_Tasks and exercises:_
1 - Translate this sentence from the wellness blog excerpt into Spanish: "We all have tough days; but always remember that the outcome is so much better than what you go through."
2 - Please summarize the wellness blog excerpt in three sentences.
3 - List the chores that the author's future self reminded her to do in the wellness blog excerpt.

_Excerpted passage:_
-=-=-=-=-
Today, I’d like to share one of my crazy tips for getting over the hurdle days. It’s a simple thing, but it is rather unorthodox, so please stay with me.
I allow my future self to speak to my present. (I already said it was crazy, so close your mouth.)
Remember, we can’t see and don’t know everything, so open you heart and try something new.

This morning, the me from tomorrow, the one who will be speaking at the graduation that I have to catch a flight for today, told me that there was a group of hard working adults who have worked even harder to complete a degree. They have deferred gratification long enough to get what they will need and now it is time to celebrate, encourage and remember.
My future me reminded me that I needed to do laundry, complete a chapter on a book and answer email. Then she gave me the goods; she said that all of this would be done and I would feel great when it was accomplished. She said that she remembered when I was struggling to complete my doctoral degree and thought I would never finish but she showed up and showed me the life I have now. She reminded me how I thought I’d never be able to raise my kids on my own. She had shown me the first day they came to me when the 19 year old was just 3 months old and how I knew nothing about raising no babies. “Look how far you have come,” she said.
So I pushed through the headache and the tinnitus which is always worse when I’m tired or exposed to loud noises. I pushed through that old “I’m fat” feeling that comes from time to time and I got up, made my bed, said thank you and did my morning prayers and meditations.
I watched as my future self merged with the present me and I actually danced as I put a load of clothes in the washing machine.
We all have tough days; but always remember that the outcome is so much better than what you go through.

Be you, be well, be strong.
Bertice Berry, PhD.


Friday, June 22, 2012

Day 174 of Your Year to Wellness; Taking Control


Changing Your Channel

Yesterday I got back home after a great time working and an amazing time playing. I was with a group of over worked underappreciated folks who work in hospital food service and then I hung out with two of my sisters. I was flying out first thing in the morning, so of course we laughed all night.
When I got in, I was more tired than normal so I decided to take a nap but it became an all-day sleep-in.
I woke up in the wee hours of the morning and had a difficult time trying to read, so I decided to try to watch something on TV instead; I should have stuck with the book.
-=-=-=-=-
Region descriptions in natural language:
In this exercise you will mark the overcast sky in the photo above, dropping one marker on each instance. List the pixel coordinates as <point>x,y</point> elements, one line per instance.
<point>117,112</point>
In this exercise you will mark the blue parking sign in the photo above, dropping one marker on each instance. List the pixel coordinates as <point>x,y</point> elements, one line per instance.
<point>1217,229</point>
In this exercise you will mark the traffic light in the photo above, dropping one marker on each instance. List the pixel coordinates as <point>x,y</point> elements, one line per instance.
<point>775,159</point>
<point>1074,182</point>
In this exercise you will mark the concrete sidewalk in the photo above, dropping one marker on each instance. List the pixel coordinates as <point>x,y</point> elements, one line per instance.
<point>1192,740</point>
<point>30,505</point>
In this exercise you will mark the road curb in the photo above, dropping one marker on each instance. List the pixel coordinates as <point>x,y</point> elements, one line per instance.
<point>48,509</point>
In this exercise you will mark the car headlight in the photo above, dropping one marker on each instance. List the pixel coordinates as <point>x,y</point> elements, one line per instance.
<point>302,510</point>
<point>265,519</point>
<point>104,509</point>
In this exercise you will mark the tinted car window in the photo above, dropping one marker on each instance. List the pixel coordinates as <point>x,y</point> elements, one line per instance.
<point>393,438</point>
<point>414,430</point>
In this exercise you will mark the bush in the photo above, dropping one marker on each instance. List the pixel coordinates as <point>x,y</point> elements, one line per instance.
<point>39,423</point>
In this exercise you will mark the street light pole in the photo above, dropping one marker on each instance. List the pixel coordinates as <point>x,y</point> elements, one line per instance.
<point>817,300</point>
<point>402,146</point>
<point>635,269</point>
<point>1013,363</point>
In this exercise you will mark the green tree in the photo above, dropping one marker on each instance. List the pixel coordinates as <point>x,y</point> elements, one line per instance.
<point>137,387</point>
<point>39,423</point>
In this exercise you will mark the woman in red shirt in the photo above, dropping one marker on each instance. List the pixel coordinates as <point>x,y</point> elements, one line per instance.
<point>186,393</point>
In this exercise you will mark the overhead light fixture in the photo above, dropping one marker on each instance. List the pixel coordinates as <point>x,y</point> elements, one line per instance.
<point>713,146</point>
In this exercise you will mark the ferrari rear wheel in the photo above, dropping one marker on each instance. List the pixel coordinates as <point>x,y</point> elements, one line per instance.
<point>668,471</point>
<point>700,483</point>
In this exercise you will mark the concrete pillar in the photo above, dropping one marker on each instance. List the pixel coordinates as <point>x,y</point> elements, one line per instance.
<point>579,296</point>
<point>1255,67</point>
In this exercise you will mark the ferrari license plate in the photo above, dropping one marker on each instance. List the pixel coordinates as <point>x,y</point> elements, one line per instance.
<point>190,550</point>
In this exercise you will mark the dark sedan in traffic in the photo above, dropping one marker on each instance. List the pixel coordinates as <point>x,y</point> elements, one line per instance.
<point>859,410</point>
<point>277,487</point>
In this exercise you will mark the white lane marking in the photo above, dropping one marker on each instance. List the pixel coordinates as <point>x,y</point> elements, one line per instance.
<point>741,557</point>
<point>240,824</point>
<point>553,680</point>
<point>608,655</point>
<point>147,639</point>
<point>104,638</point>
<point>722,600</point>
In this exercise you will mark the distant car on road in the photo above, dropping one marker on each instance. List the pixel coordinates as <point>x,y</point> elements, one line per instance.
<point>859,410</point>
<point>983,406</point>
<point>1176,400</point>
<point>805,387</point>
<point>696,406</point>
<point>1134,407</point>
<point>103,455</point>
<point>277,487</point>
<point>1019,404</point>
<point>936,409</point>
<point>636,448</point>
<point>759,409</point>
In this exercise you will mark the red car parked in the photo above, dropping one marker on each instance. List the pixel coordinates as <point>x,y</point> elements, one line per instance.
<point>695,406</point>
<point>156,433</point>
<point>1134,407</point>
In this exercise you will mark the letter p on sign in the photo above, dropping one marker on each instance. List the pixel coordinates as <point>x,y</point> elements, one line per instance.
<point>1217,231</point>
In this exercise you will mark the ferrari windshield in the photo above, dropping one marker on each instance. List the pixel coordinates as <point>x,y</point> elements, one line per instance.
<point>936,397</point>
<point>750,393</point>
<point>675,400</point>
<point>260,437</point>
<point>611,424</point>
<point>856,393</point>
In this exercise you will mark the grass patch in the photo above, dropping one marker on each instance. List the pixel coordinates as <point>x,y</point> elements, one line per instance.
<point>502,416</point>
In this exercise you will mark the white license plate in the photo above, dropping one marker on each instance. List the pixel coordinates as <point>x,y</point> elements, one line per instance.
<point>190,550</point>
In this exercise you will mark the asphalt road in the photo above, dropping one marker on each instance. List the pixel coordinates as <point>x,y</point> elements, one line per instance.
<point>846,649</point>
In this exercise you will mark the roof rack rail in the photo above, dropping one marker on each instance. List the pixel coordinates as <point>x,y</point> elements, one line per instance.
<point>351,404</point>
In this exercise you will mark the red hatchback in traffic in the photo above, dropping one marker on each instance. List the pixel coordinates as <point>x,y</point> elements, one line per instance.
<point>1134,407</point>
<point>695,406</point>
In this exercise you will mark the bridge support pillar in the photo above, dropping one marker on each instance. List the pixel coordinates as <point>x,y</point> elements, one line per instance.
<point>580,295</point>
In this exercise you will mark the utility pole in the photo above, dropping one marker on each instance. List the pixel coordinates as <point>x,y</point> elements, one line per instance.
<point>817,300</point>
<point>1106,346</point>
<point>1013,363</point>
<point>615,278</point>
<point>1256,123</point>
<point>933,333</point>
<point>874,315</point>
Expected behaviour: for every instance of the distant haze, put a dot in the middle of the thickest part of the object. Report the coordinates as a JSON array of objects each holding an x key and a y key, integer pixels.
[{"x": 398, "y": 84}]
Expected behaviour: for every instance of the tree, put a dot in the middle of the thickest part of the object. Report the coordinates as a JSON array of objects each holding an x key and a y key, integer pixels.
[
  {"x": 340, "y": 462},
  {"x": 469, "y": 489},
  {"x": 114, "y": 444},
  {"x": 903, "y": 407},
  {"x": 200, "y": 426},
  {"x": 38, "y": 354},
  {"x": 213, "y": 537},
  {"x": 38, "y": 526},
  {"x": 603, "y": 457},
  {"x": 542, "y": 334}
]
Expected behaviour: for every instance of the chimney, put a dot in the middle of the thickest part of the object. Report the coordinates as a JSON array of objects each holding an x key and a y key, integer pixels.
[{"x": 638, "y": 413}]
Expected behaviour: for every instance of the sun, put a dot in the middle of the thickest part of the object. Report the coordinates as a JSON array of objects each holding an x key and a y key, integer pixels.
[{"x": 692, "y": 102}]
-=-=-=-=-
_Task answers:_
1 - Todos tenemos días difíciles; pero recuerda siempre que el resultado es mucho mejor que lo que atraviesas.

2 - The author describes letting her future self speak to her present self on a hard day, reminding her of chores and of past struggles she got through, such as finishing her doctoral degree and raising her kids on her own. Encouraged, she pushed through a headache, tinnitus and an old "I'm fat" feeling, did her morning routine, and danced while loading the washing machine. A later entry tells how, back home and more tired than usual, she slept all day, woke in the early morning, and turned to TV when reading proved difficult.

3 -
- Do laundry
- Complete a chapter on a book
- Answer email